YOUR OBJECTIVE
Copy the records from the line with "Please outline every instance of the blurred" through the end of the records, keeping every line, and shift each outline coordinate by adding 19 to it.

EXTRACTED ENTRIES
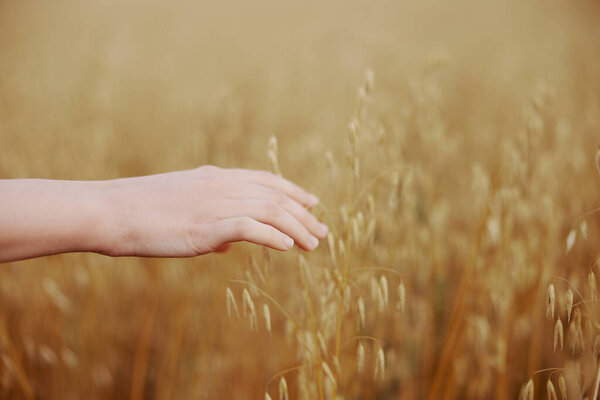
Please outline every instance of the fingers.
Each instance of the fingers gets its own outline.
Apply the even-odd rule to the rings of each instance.
[[[221,215],[224,218],[251,217],[277,228],[294,239],[304,250],[314,250],[319,245],[319,240],[299,220],[274,202],[255,199],[230,200],[223,205]],[[300,205],[298,207],[302,208]]]
[[[234,178],[279,190],[305,207],[314,207],[319,203],[319,199],[315,195],[308,193],[295,183],[270,172],[247,169],[230,169],[228,171]]]
[[[275,203],[304,225],[313,236],[321,239],[327,236],[329,230],[327,225],[319,222],[319,220],[306,208],[302,207],[298,202],[292,200],[279,190],[248,183],[244,184],[244,186],[235,193],[235,196],[235,198],[240,201],[262,200],[266,203]],[[268,206],[268,204],[266,205]]]
[[[246,241],[276,250],[289,250],[294,240],[274,227],[263,224],[250,217],[222,219],[208,227],[208,236],[212,247],[218,248],[224,243]]]

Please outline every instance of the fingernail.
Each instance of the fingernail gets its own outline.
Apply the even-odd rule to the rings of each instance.
[[[286,248],[287,250],[289,250],[289,249],[291,249],[291,248],[292,248],[292,246],[294,245],[294,239],[292,239],[292,238],[291,238],[291,237],[289,237],[289,236],[286,236],[286,237],[283,239],[283,244],[285,245],[285,248]]]
[[[325,236],[327,235],[327,232],[329,232],[329,228],[327,227],[327,225],[320,223],[319,224],[319,231],[321,233],[321,236]]]
[[[314,194],[309,194],[308,195],[308,204],[312,207],[314,205],[319,204],[319,198],[317,196],[315,196]]]

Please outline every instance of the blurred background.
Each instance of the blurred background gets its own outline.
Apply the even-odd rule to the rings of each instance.
[[[351,268],[380,268],[336,281],[344,254],[325,241],[304,286],[297,250],[247,244],[0,265],[0,399],[277,398],[297,366],[291,399],[519,398],[530,378],[541,399],[559,375],[591,398],[599,71],[592,0],[0,0],[0,178],[269,169],[276,136],[283,175],[320,196]],[[373,276],[394,298],[402,282],[403,312],[378,306]],[[303,326],[313,299],[325,347],[343,344],[321,349],[335,390],[263,292],[272,332],[227,317],[226,288],[242,312],[248,286],[232,279]],[[331,314],[348,282],[352,306]],[[363,336],[385,350],[382,379],[356,371]]]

TASK ANSWER
Please outline every instance of the blurred background.
Each instance of the blurred background gets its own outline.
Apply the even-odd rule to the rings of each instance.
[[[370,287],[399,287],[355,300],[363,273],[344,260],[323,305],[316,269],[266,263],[19,284],[19,418],[296,417],[316,385],[310,418],[538,417],[549,397],[560,418],[578,394],[610,417],[618,90],[611,19],[19,19],[19,197],[288,188],[295,155],[302,194],[339,215]],[[392,295],[413,317],[421,301],[422,331],[397,325]],[[322,345],[332,318],[344,366],[362,363],[340,368],[354,409],[282,311],[291,351],[246,336],[245,307],[261,331],[267,305],[251,298]],[[350,333],[367,301],[371,325]],[[382,355],[404,369],[401,398],[375,390]]]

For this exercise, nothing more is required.